### [READING PASSAGE]
Content starts
On Nov. 2, Costa Rica updated their entry requirements to inform travelers that many businesses will soon be requiring proof of vaccination.
As of now the country is still allowing in unvaccinated individuals. Any tourist who is 18 or older without proof of vaccination must purchase an accepted travel policy that covers COVID care and quarantine, if necessary.
All tourists under 18 can enter the country without a travel policy and unvaccinated. But starting Jan. 8, any unvaccinated tourists 12 years and older will not be allowed to go into commercial establishments.
These places “may admit only persons who are verifiably fully-vaccinated [with] Moderna, Pfizer-BioNTech, AstraZenca, [or] Janssen,” the organization states.
However, there are a few exceptions to this new mandate. If you’re 12 years of age or older, you will need to provide proof with a QR code or your printed vaccine certificate.
Children under 12 years of age will not have to present proof of vaccination, nor will tourists who have a medical condition that makes it impossible for them to get any of the four vaccines approved by the Ministry of Health of Costa Rica.
Also, “essential services such as supermarkets and pharmacies will not require proof of vaccination,” according to the organization’s update.
Read more: Vaccine Mandates Eased by the White House?
Essential Costa Rica said: “The requirement of being fully-vaccinated to enter commercial establishments, except for stated exceptions, does not prevent tourists without vaccination, with incomplete vaccination schedules or inoculated with vaccines not admitted in Costa Rica, from entering the country to visit family, friends or their properties in the country.”
Although, the Centers for Disease Control and Prevention (CDC) warns to only travel when fully vaccinated. “Fully vaccinated travelers are less likely to get and spread COVID-19. However, international travel poses additional risks, and even fully vaccinated travelers might be at increased risk for getting and possibly spreading some COVID-19 variants.”
Costa Rica is not the only country to have issued similar restrictions, but other countries have gone so far as to outright ban unvaccinated U.S. travelers altogether.
Content ends
### [TASKS TO PERFORM]
a. According to the Costa Rica passage, which groups of tourists does the vaccination requirement for commercial establishments not prevent from entering the country? List every group it names.
b. In the Costa Rica passage, what reason does the CDC give for warning people to travel only when fully vaccinated?

### [INFORMATION PROVIDED]
Content starts
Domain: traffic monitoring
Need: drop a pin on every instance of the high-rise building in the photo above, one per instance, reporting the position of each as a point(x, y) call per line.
Content ends
### [SET OF ANSWERS]
a.
- Tourists without vaccination
- Tourists with incomplete vaccination schedules
- Tourists inoculated with vaccines not admitted in Costa Rica

b. The CDC says fully vaccinated travelers are less likely to get and spread COVID-19. It adds that international travel still poses additional risks, and even fully vaccinated travelers might be at increased risk for getting and possibly spreading some variants.